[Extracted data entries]
● ● ● ● ● ● ●

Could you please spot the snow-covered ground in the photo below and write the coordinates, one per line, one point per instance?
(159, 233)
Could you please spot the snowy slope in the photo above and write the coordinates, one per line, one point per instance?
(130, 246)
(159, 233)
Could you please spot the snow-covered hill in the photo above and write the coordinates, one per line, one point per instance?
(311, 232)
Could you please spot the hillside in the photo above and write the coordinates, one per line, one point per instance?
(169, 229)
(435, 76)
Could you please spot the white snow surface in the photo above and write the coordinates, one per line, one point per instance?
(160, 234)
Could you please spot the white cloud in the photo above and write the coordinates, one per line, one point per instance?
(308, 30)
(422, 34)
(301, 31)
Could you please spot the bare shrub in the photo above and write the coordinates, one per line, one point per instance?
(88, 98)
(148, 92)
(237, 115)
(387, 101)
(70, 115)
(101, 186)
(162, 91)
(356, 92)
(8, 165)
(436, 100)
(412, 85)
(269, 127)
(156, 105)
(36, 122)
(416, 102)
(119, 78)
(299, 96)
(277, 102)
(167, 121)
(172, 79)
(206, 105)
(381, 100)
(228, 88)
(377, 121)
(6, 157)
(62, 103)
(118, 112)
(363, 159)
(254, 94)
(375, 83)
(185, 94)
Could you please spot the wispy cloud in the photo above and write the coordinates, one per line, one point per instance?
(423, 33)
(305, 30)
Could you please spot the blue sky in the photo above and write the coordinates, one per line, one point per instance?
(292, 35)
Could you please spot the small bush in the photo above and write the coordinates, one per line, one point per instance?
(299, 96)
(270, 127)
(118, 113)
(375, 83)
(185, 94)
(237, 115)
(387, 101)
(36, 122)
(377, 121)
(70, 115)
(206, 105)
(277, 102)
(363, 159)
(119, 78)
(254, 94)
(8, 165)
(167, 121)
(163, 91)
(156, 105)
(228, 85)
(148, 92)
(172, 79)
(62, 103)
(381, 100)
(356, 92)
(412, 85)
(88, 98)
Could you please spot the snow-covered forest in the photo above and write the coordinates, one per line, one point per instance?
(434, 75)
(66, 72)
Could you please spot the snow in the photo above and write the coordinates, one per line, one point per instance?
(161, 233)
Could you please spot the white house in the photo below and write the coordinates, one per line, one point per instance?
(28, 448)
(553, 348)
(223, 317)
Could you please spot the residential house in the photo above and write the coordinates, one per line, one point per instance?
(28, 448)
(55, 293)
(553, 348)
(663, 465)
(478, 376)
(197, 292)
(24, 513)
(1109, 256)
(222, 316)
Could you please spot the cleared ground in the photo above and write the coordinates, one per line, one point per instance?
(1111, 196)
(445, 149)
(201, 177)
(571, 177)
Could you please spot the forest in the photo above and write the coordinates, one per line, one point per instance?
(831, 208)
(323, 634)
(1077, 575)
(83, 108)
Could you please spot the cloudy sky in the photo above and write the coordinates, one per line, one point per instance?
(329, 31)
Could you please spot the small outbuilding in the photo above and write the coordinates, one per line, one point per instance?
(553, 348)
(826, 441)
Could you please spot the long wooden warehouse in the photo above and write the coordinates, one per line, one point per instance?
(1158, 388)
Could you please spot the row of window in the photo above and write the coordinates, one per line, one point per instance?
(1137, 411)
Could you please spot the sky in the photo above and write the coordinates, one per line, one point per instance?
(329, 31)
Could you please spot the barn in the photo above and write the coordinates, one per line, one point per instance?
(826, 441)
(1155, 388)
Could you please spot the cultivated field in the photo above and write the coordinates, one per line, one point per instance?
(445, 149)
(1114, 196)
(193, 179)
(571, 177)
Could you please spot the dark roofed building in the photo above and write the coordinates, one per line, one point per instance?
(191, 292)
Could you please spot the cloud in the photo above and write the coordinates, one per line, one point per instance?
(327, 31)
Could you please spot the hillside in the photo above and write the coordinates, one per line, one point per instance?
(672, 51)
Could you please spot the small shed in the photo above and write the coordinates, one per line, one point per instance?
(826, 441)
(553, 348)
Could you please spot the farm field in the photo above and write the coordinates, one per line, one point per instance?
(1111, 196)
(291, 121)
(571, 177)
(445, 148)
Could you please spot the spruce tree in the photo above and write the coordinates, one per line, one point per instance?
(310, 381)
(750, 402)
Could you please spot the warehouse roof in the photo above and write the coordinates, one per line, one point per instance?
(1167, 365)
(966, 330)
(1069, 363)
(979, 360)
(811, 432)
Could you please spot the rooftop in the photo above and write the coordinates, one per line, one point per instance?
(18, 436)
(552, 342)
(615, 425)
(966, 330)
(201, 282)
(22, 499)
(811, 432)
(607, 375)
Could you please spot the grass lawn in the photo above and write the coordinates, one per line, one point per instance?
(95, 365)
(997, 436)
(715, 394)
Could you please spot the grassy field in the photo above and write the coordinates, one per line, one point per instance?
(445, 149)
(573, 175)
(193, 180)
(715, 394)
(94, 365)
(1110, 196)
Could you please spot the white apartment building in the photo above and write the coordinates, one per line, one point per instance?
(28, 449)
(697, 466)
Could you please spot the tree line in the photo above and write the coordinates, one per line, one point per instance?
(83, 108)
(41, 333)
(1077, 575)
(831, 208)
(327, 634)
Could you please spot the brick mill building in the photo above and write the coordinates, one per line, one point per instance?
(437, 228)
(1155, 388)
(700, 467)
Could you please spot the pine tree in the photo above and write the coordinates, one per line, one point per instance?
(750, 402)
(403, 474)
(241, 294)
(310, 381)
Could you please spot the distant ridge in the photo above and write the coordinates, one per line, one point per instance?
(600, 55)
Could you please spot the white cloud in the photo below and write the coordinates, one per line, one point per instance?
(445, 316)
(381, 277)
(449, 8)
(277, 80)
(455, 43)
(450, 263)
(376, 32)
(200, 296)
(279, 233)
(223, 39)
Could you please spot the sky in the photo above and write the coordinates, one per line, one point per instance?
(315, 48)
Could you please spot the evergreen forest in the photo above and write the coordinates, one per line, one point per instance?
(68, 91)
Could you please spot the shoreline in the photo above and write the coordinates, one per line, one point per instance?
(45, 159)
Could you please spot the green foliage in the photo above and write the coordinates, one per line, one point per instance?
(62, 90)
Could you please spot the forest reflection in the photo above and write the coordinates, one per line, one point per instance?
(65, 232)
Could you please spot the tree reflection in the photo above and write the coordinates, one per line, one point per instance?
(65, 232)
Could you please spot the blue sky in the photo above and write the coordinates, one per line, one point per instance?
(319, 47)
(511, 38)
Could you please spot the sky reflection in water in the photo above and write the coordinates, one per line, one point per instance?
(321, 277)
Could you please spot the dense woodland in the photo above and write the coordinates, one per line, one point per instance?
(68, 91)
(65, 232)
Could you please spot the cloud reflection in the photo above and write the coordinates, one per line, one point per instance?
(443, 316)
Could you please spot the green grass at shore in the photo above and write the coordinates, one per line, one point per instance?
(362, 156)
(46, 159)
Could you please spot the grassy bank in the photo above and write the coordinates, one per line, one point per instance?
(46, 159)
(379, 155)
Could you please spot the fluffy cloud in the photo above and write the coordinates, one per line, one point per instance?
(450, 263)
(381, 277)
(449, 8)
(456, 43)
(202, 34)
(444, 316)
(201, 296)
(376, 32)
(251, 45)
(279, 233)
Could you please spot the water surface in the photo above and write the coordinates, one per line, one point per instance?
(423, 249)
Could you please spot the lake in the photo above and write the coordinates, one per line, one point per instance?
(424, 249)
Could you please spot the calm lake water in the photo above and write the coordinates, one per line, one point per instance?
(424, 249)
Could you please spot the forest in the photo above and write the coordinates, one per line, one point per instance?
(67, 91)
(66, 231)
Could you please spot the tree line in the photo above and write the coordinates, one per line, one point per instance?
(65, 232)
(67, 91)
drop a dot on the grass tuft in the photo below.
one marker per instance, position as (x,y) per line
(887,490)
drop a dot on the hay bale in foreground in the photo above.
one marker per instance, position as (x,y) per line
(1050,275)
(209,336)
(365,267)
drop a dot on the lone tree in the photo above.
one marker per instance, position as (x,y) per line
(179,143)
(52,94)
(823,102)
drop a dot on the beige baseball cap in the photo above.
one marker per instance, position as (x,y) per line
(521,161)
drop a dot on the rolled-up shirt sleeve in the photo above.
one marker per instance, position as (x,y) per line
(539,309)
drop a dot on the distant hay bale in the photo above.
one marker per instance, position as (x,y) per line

● ● ● ● ● ● ●

What you have to do: Each line of the data that holds "drop" should be reported.

Task result:
drop a dot on the grass tuft in the photo below.
drop a dot on the hay bale in foreground in the photo above.
drop a dot on the lone tree in the photo above.
drop a dot on the beige baseball cap in the photo above.
drop a dot on the rolled-up shirt sleeve in the photo above.
drop a dot on the distant hay bale in the photo above.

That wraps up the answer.